'''
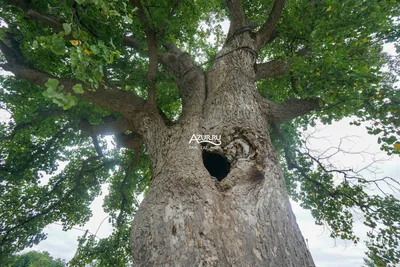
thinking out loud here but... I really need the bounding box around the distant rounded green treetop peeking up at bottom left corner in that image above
[9,251,65,267]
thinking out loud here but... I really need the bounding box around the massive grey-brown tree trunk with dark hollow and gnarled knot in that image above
[132,33,314,267]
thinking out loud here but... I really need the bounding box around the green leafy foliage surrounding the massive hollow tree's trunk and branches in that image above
[0,0,400,266]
'''
The entries above are to be printed again word for word, with every picture removed.

thinking out loud here but... I really need the bounding box around the distant rounded green treetop peeking up at bottom left corner in that image above
[9,251,65,267]
thinking out loud here but... I really need the bounding box around the massive grey-brown tree trunk with dark hollow and gnarled knot in that image above
[132,33,314,267]
thinking out loud here but... I really need the bounding box around the green leafy foliage surrounding the massive hollow tree's trunk and branches in that image above
[0,0,400,266]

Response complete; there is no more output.